Stored items:
────────
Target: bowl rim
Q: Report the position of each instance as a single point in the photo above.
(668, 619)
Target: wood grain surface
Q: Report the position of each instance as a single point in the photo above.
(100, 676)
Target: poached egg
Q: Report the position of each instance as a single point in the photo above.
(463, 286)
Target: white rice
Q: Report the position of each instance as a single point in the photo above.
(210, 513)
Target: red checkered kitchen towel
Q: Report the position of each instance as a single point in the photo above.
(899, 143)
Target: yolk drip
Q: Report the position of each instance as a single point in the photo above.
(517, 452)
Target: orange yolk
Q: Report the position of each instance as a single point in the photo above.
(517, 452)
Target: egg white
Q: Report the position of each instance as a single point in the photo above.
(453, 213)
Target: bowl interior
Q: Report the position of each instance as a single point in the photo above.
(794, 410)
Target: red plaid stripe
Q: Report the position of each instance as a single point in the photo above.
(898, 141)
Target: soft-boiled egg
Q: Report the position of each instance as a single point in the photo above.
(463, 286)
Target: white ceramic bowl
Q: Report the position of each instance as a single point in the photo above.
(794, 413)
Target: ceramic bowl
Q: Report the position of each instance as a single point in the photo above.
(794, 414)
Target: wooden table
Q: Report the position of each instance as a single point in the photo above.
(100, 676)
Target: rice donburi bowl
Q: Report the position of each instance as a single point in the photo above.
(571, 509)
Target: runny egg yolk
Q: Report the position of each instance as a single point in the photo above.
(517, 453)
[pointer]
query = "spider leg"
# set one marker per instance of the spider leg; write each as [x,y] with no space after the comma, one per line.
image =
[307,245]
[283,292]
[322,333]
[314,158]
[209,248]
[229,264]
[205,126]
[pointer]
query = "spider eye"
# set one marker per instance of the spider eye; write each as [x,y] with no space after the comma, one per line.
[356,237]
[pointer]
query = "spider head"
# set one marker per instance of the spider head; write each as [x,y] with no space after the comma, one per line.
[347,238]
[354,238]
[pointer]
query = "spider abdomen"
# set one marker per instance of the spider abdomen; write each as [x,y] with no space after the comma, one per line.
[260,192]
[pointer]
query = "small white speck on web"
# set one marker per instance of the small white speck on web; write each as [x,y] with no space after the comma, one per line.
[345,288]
────────
→ Work to be completed:
Repeat exactly the lines above, starting with the first line of the records and finishing with the line holding "Target: white rice". Add no other line.

→ Response to this exercise:
Target: bowl rim
Q: Report the position of each instance as a single point in the photo above.
(668, 619)
Target: wood grain surface
Q: Report the position of each instance as a single point in the photo above.
(100, 676)
Target: poached egg
Q: Report the position of each instance as a single point in the photo above.
(463, 286)
Target: white rice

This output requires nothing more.